-- Set exercise --
Extract every line in the rows below that contains the string "pink", matching uppercase and lowercase exactly.

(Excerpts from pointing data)
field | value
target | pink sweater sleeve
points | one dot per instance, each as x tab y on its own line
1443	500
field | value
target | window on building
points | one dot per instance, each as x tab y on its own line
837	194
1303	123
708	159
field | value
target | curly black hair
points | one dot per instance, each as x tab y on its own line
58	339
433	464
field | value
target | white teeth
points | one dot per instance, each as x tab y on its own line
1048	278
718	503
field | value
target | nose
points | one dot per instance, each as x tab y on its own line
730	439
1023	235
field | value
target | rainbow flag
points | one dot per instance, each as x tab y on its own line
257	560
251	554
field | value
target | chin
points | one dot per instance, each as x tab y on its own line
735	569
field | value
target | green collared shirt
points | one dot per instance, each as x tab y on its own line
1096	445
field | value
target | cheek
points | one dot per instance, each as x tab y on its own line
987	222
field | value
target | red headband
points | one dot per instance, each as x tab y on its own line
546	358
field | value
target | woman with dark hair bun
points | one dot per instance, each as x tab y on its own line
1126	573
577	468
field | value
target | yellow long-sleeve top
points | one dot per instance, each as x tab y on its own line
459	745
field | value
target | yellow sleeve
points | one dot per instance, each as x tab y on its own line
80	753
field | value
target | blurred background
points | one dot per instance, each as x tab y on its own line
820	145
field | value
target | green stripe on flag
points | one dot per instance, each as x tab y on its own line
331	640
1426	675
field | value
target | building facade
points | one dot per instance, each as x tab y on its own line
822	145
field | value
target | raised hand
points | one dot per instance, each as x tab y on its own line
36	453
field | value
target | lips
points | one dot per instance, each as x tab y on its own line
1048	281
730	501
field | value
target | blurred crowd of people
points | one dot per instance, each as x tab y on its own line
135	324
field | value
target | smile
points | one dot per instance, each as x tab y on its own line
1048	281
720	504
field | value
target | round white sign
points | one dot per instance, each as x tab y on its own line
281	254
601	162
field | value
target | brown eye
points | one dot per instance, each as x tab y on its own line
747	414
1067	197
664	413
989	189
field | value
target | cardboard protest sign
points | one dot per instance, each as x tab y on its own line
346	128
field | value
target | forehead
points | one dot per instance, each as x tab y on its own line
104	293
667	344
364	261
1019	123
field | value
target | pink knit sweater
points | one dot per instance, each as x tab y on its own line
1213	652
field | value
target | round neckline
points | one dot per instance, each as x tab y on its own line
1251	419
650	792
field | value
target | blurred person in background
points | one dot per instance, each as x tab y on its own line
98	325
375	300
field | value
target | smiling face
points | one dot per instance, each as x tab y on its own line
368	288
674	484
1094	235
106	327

-- Response --
target | pink sweater sleeve
target | pink knit sweater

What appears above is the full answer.